Tasks:
1: Which characters of the novel does the Midsummer Magic review identify by a personal name? List each one once.
2: According to the Midsummer Magic review, when was the novel published?

Midsummer Magic is my first Coulter, but a lot of folks got their romance genre start reading her historical romances of the 1980s. She’s published over seventy titles, beginning in 1980 and continuing to this day. Her last 15 or so books have been FBI paranormal romance thrillers. I happened to spy Midsummer Magic at my local library book sale last weekend, recognized the author’s name, and, well, who can resist this cover?
Published at the end of 1987, Midsummer Magic is the first in the Magic Trilogy. I found this to be an entertaining read, but I was never really invested in the characters or their romance. I found a lot of the action quite silly (the heroine dislocates her shoulder, but manages to have a conversation and bandage a horse’s leg before noticing), and the writing not to my taste (head hopping, for example, with sometimes as many as three points of view in one paragraph. Lots of repetition of dialogue. Etc.).
Phillip Hawsbury, Earl of Rothermere, age 26, promises his dying father, the Marquess, that he’ll go to Scotland and pick a wife from among the three daughters of Alexander Kilbracken, Earl of Ruthven, who saved the Marquess’ life 17 years prior. Hawk (Please. Did you really think he’d go by “Phillip“?) has recently retired from the Army, and would much rather continue enjoying the delights of London, especially those of his mistress, the Frenchwoman Amalie (who calls him “mon faucon“, naturellement). But since his elder brother Nevil’s untimely death, Hawk is the heir, and must do his father’s bidding.
Hawk is good looking and not very bright. His favorite word is “damn” in all its permutations, but especially adjectival. He’s a “damned son”, who made his father a “damnable oath.” “Damn Nevil” for dying! He doesn’t want a “damned wife”, but honor is a “damnable thing”. He doesn’t like “damned weak women” or his “damn miserable situation”, which he “doesn’t damn believe.” Well, that’s three pages. You get my drift.
Something odd happens when information enters Hawk’s brain. It’s like a backwards engineered sausage factory. Here’s an example. When Frances’s pretty sister flirts with him — merely by suggesting she might want to waltz one day — he thinks, “She was so eager. Lord, he would feel like a rapist taking her to wive.”
Among the Kilbracken sisters is Frances, described by her father as “Willful, too independent, a mouth that won’t be silenced, and a damned excellent animal healer.” (Yeah, that last one threw me, too. But the animal thing comes in handy later.) In case her status as spunky heroine is not yet clear, there’s this bit of descriptive prose which telegraphs her personality: “her thick untamed hair … tumbled down in a profusion of wild curls… the color of autumn in the highlands, an uncivilized blending of blond, red, and brown.”
Frances loves frolicking among the lochs and the heather. She does not want to leave home. We know things are tense for this Scottish lass when “The haggis suddenly seemed the most unappetizing concoction in the world.” In order to deter Hawk, she puts on drab clothes, an ugly cap, spectacles, and colonizes her hair into a tight bun. She walks around with a book and stays quiet. Little does she know that Hawk just wants a deferential wife so he can run back to London and Amalie. He chooses Frances, and they wed, the day after he indulges in a little engagement nookie with some random Glasgow widow. Niiiiiiiice.

Data supplied:
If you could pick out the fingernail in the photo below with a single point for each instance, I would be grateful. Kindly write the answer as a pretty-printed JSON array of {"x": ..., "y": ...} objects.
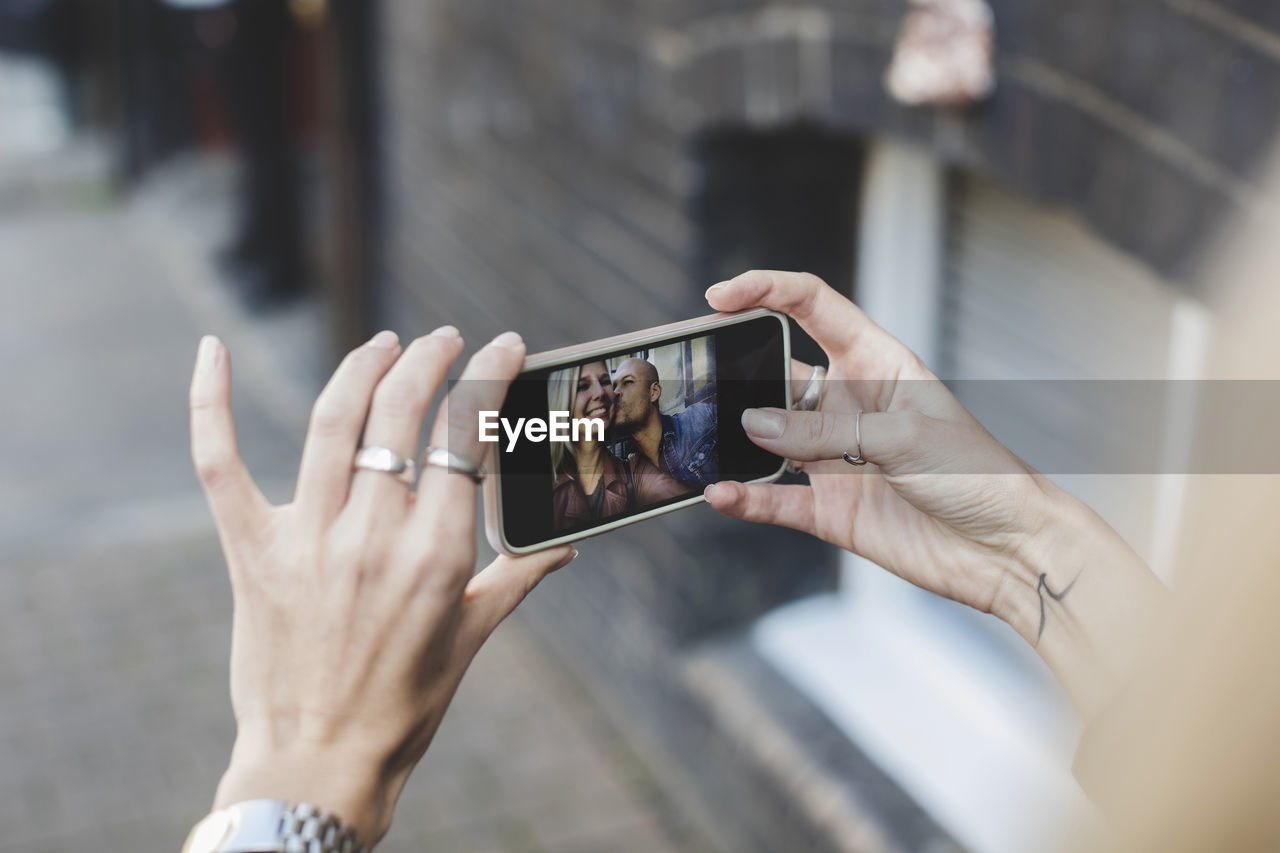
[
  {"x": 508, "y": 340},
  {"x": 763, "y": 423},
  {"x": 567, "y": 560},
  {"x": 206, "y": 355}
]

Full answers:
1: Phillip Hawsbury (Hawk), Amalie, Nevil, Alexander Kilbracken, Frances

2: At the end of 1987.